----- Source records -----
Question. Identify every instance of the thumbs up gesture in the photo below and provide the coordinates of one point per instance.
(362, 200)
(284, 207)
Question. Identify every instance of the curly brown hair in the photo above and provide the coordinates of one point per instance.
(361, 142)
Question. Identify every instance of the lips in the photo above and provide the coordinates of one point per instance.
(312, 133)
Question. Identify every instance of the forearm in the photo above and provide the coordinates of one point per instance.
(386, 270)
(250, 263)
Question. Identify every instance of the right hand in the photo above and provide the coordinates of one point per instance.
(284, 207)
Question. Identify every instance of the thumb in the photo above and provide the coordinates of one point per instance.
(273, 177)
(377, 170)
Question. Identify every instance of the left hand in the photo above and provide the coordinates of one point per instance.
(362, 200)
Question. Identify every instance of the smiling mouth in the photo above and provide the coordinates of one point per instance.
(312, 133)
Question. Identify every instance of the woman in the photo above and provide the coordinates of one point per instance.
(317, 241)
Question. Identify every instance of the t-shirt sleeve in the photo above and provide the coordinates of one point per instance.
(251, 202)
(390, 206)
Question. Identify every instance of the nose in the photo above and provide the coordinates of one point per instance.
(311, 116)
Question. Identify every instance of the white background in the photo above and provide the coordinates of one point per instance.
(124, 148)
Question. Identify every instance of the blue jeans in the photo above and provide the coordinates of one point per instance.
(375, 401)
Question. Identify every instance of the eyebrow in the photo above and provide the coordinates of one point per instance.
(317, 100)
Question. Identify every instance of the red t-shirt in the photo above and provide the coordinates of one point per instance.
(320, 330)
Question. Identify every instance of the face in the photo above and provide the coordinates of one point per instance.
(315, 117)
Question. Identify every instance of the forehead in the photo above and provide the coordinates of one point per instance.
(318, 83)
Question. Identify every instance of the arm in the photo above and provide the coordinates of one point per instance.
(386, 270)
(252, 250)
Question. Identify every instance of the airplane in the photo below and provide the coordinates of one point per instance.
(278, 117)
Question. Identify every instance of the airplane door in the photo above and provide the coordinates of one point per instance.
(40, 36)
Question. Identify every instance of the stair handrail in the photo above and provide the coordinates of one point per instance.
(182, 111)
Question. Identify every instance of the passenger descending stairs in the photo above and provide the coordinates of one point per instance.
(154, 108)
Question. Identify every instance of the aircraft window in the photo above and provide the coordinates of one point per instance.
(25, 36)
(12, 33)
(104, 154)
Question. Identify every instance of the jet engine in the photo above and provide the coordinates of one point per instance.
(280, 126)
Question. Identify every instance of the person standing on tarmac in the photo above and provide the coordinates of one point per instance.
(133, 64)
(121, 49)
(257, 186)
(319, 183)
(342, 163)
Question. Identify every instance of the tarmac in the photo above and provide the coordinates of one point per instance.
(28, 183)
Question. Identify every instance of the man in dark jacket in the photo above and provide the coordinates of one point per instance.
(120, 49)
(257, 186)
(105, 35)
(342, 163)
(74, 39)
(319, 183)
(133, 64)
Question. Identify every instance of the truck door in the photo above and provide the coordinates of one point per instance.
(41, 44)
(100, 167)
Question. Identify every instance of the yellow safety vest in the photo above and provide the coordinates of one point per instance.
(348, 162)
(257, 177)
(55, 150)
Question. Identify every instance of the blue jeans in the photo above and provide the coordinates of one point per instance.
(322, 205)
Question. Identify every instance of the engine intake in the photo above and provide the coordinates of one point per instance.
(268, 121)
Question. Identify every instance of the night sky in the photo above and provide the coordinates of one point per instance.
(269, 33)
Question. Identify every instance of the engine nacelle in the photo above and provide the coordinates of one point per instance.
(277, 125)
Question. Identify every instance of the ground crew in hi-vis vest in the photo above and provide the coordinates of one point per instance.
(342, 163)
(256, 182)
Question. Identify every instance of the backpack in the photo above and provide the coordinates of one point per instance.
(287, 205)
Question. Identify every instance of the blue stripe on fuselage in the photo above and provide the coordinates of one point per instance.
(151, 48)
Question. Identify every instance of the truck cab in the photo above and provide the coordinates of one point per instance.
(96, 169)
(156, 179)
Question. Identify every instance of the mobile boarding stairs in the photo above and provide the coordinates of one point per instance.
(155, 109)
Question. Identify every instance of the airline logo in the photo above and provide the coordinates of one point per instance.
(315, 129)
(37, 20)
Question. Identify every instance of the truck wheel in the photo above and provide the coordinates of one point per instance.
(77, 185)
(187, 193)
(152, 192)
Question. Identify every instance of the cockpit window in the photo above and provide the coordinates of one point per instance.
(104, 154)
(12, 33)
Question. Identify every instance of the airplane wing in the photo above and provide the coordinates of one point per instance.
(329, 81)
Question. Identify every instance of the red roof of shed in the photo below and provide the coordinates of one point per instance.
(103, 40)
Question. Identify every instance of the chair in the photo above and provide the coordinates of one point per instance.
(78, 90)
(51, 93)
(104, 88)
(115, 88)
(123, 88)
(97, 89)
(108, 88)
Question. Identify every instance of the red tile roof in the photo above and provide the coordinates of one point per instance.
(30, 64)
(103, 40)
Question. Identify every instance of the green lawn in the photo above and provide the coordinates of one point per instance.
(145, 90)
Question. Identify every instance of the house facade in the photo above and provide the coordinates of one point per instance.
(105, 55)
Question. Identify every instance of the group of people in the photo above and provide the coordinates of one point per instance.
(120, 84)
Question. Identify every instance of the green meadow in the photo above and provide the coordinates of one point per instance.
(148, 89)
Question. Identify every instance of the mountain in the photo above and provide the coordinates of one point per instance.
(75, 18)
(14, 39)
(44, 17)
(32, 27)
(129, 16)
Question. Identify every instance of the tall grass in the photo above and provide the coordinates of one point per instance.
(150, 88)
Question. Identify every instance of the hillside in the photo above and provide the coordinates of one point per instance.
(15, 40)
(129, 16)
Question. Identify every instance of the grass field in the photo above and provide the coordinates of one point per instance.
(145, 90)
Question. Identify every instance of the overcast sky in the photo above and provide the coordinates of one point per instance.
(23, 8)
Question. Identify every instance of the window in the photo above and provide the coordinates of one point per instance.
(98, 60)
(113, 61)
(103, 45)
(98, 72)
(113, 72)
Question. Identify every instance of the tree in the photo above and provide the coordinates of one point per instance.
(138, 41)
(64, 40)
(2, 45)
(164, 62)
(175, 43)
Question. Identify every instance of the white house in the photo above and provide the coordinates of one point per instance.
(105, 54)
-----
Exercise prompt:
Write out the complete set of records exactly as given.

Solution to the exercise:
Question. Identify every instance of the thumbs up gesture in the photo below and provide the coordinates of one point per instance.
(362, 200)
(284, 207)
Question. Identify every instance of the curly brown hair in the photo above and provide the coordinates of one point per instance.
(361, 142)
Question. Identify every instance of the lips in the photo above and provide the coordinates of one point per instance.
(312, 133)
Question. Identify every instance of the forearm in the photo above and provide the coordinates of one point per instance.
(386, 270)
(250, 263)
Question. Identify every instance of the right hand in the photo above and provide the coordinates of one point per instance.
(284, 207)
Question. Identify every instance of the thumb in the photo above and provide the coordinates of one point per instance.
(273, 177)
(377, 170)
Question. Identify every instance of the left hand in the photo above and provide the coordinates of one point per instance.
(362, 200)
Question. Identify every instance of the smiling mouth in the photo above and provide the coordinates of one point per instance.
(312, 133)
Question. Identify every instance of the woman in the photo above and provide the coordinates of one point per instance.
(317, 241)
Question. Identify every instance of the t-shirt sleeve in the photo above and provide the coordinates of one point per instance.
(251, 202)
(390, 206)
Question. Identify every instance of the nose in the photo above and provide the coordinates of one point per instance.
(311, 116)
Question. Identify every instance of the white background in the photo above and provide the coordinates of one point per instance.
(124, 148)
Question. Identify every instance of the blue jeans in the photo above and provide the coordinates of one point per instance.
(375, 401)
Question. Identify every instance of the eyebrow in the photo above and provide the coordinates of one point per instance.
(317, 100)
Question. Identify every instance of the red t-shirt in the photo above and provide the coordinates of one point per instance.
(320, 330)
Question. Identify every instance of the face in the photo above and provide the coordinates of one point per instance.
(315, 117)
Question. Identify every instance of the forehead in the photo above and provide the coordinates of one point per instance.
(318, 83)
Question. Identify every instance of the arm in the photo above and provide the coordinates of one point per instance.
(386, 270)
(252, 250)
Question. Identify every instance of the airplane in the photo below and provide the coordinates of one point per instance.
(278, 117)
Question. Identify every instance of the airplane door in the photo above and provide the coordinates of one point per instance.
(40, 36)
Question. Identify every instance of the stair handrail in the photo above and provide the coordinates of one point per instance.
(182, 111)
Question. Identify every instance of the passenger descending stairs in the photo above and provide the coordinates of one point per instance.
(154, 108)
Question. Identify every instance of the aircraft window in the photo above and provide the coordinates of one point per instance.
(25, 36)
(12, 33)
(104, 154)
Question. Identify every instance of the jet engine in the photo above and provide the coordinates of one point per instance.
(280, 126)
Question. Identify every instance of the person standing on tarmac in the photo above and provide the coordinates of one point per instance.
(133, 64)
(121, 49)
(257, 186)
(319, 183)
(342, 163)
Question. Identify every instance of the tarmac in the photo above and provide the coordinates of one point per instance.
(28, 183)
Question. Identify every instance of the man in dark jacket in the photo above and provide the coordinates of one point per instance.
(120, 49)
(257, 186)
(105, 35)
(342, 163)
(74, 39)
(319, 183)
(133, 64)
Question. Identify every instance of the truck door in the photo above and provide the coordinates of one point per instance.
(41, 44)
(100, 167)
Question. Identify every instance of the yellow safety vest in the photo above and provide the coordinates of one point per instance.
(348, 162)
(257, 177)
(55, 150)
Question. Identify every instance of the blue jeans in the photo above and provide the coordinates of one point per instance.
(322, 205)
Question. Identify every instance of the engine intake in the photo above and provide the coordinates of one point per instance.
(268, 121)
Question. Identify every instance of the night sky in the photo above and provide the coordinates of one point per instance.
(269, 33)
Question. Identify every instance of the engine nacelle in the photo above and provide the coordinates of one point per instance.
(277, 125)
Question. Identify every instance of the ground crew in hi-vis vest in the photo above and provide the coordinates of one point per instance.
(342, 163)
(256, 182)
Question. Identify every instance of the backpack in the photo above and provide the coordinates of one point per instance.
(287, 205)
Question. Identify every instance of the blue stripe on fuselage in the photo above and provide the coordinates of one point per instance.
(151, 48)
Question. Identify every instance of the truck cab in the photo above and provide the coordinates of one point per instance.
(96, 169)
(156, 179)
Question. Identify every instance of the mobile boarding stairs in the photo above and provide the coordinates of one point per instance.
(155, 109)
Question. Identify every instance of the airline logo in the photo above and provide the coordinates of one point per instance.
(315, 129)
(37, 20)
Question. Identify every instance of the truck wheel in the photo above and provide the coordinates of one point per instance.
(77, 185)
(187, 193)
(152, 192)
Question. Identify every instance of the cockpit window in the photo above and provide the coordinates of one point per instance.
(104, 154)
(12, 33)
Question. Identify every instance of the airplane wing in the photo above and provide the coordinates of one point per instance.
(329, 81)
Question. Identify every instance of the red roof of shed in the photo below and provide the coordinates of one point per instance.
(103, 40)
Question. Identify every instance of the chair in the photo above and provide the coordinates of one point per instance.
(78, 90)
(51, 93)
(104, 88)
(115, 88)
(123, 88)
(97, 89)
(108, 88)
Question. Identify every instance of the red tile roof in the photo above and provide the coordinates of one point per instance.
(30, 64)
(103, 40)
Question. Identify every instance of the green lawn in the photo above and provide the coordinates of one point per instance.
(145, 90)
Question. Identify every instance of the house facade in the photo above and provide the coordinates of one point per instance.
(105, 55)
Question. Identify every instance of the group of people in the photo above and provide the coordinates of one point per instance.
(120, 84)
Question. Identify every instance of the green meadow in the photo above and provide the coordinates of one point per instance.
(148, 89)
Question. Identify every instance of the mountain in the photo above and provide the coordinates of one point per instance.
(75, 18)
(14, 39)
(44, 17)
(32, 27)
(129, 16)
Question. Identify every instance of the tall grass in the photo above and provide the coordinates of one point per instance.
(150, 88)
Question. Identify every instance of the hillside in the photo above and provide the coordinates of one point per instance.
(15, 40)
(129, 16)
Question. Identify every instance of the grass field in the photo above and provide the coordinates of one point per instance.
(145, 90)
Question. Identify every instance of the overcast sky in the photo above and provide the coordinates of one point per instance.
(23, 8)
Question. Identify every instance of the window in the photo above and provide the coordinates of one point per instance.
(98, 60)
(113, 61)
(103, 45)
(98, 72)
(113, 72)
Question. Identify every instance of the tree in the photo above and provide the coordinates of one point per instance.
(138, 41)
(64, 40)
(2, 45)
(164, 62)
(175, 43)
Question. Identify every instance of the white house in the photo above and provide the coordinates of one point per instance.
(105, 54)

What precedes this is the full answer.